Image boundary labeling items:
>> Start

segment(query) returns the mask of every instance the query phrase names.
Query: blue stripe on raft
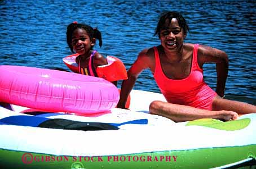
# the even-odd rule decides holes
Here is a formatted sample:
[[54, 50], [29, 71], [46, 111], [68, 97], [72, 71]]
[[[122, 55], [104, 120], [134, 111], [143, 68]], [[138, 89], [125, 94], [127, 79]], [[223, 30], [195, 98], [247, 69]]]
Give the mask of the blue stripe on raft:
[[13, 116], [0, 120], [0, 122], [17, 126], [37, 127], [49, 118], [32, 116]]
[[117, 123], [109, 123], [109, 125], [112, 125], [115, 126], [116, 127], [127, 125], [127, 124], [131, 124], [131, 125], [147, 125], [148, 124], [148, 120], [147, 119], [139, 119], [139, 120], [135, 120], [132, 121], [129, 121], [120, 124]]
[[5, 123], [5, 122], [0, 122], [0, 125], [10, 125], [10, 124], [7, 124], [7, 123]]

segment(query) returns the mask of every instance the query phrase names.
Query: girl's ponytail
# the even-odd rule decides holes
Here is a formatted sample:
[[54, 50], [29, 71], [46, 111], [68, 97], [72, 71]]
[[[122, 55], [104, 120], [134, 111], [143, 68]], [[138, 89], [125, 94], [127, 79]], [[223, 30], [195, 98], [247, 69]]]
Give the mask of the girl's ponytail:
[[101, 33], [96, 28], [94, 28], [94, 37], [95, 39], [99, 40], [99, 45], [100, 47], [101, 47], [102, 46]]

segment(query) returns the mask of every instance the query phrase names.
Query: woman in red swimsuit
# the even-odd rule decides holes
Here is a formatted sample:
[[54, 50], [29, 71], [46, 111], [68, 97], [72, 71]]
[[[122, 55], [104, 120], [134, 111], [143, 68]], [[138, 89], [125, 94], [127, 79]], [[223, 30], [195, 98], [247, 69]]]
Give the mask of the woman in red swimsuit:
[[[117, 107], [124, 103], [139, 74], [149, 68], [167, 103], [154, 101], [151, 113], [180, 122], [202, 118], [236, 120], [238, 114], [256, 112], [256, 106], [222, 98], [228, 74], [228, 60], [223, 51], [197, 44], [184, 43], [189, 28], [179, 13], [162, 15], [156, 29], [161, 45], [145, 49], [128, 71], [122, 84]], [[204, 81], [202, 66], [215, 62], [216, 92]]]

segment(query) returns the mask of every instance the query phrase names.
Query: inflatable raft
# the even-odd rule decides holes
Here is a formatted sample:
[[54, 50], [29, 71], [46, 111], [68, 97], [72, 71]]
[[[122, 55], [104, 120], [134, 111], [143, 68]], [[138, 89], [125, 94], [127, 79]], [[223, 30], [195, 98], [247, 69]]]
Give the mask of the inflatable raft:
[[[131, 106], [135, 97], [161, 95], [133, 92]], [[255, 114], [228, 122], [202, 119], [175, 123], [144, 113], [147, 110], [142, 107], [140, 112], [114, 108], [111, 113], [91, 117], [46, 112], [29, 115], [19, 112], [25, 112], [26, 108], [12, 106], [14, 111], [0, 109], [3, 168], [233, 168], [227, 167], [255, 165]], [[27, 118], [30, 120], [26, 122]], [[57, 125], [48, 123], [47, 126], [47, 119], [57, 120]], [[78, 122], [81, 127], [56, 129], [58, 120], [63, 119]], [[37, 122], [45, 126], [33, 126]], [[99, 130], [86, 127], [92, 123], [114, 127], [101, 126]]]
[[[16, 68], [23, 70], [25, 82], [15, 76], [12, 70]], [[32, 74], [33, 78], [28, 78], [31, 75], [24, 72], [27, 68], [20, 68], [0, 67], [8, 70], [0, 75], [0, 100], [12, 104], [0, 107], [1, 168], [197, 169], [256, 165], [255, 114], [228, 122], [200, 119], [175, 123], [147, 113], [152, 101], [165, 100], [160, 94], [134, 90], [130, 110], [114, 108], [117, 89], [103, 79], [88, 77], [99, 88], [102, 86], [104, 91], [99, 93], [91, 83], [87, 90], [79, 80], [73, 85], [70, 81], [74, 79], [67, 80], [67, 76], [74, 74], [45, 70], [39, 74], [41, 70], [37, 69]], [[86, 76], [77, 75], [76, 79]], [[33, 82], [51, 89], [39, 89], [36, 85], [38, 86], [33, 93]], [[26, 83], [31, 90], [26, 90]], [[76, 104], [82, 99], [72, 100], [76, 96], [69, 94], [72, 93], [69, 90], [81, 92], [78, 89], [94, 97]], [[59, 100], [54, 93], [59, 94]], [[38, 97], [31, 99], [34, 95]], [[54, 106], [45, 99], [47, 95], [55, 101]], [[102, 104], [95, 102], [96, 98]], [[64, 104], [67, 99], [69, 103]], [[85, 104], [96, 108], [73, 107]]]

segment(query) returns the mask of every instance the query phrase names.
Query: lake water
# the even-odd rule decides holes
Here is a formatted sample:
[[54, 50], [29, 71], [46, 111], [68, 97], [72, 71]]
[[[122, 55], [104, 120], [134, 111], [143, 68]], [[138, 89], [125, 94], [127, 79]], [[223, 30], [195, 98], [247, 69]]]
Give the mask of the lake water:
[[[72, 54], [67, 26], [77, 21], [98, 28], [103, 45], [95, 49], [118, 57], [129, 69], [142, 49], [160, 44], [153, 36], [158, 16], [174, 10], [189, 25], [186, 42], [228, 54], [227, 97], [255, 104], [255, 1], [0, 1], [0, 63], [67, 69], [62, 58]], [[215, 89], [215, 64], [204, 70], [205, 81]], [[149, 70], [140, 74], [134, 89], [160, 92]]]

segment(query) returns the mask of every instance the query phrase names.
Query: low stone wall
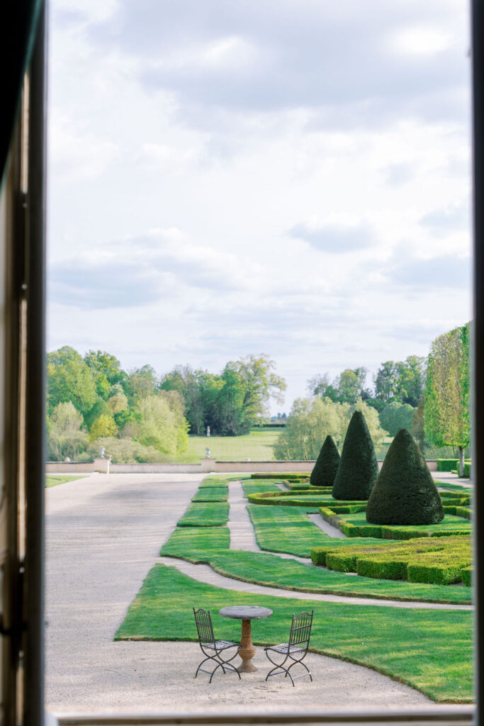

>> End

## TASK TO COMPLETE
Return each line of the material above that contains the word "blue".

## TASK RESPONSE
Query: blue stripe on raft
Give the mask of the blue stripe on raft:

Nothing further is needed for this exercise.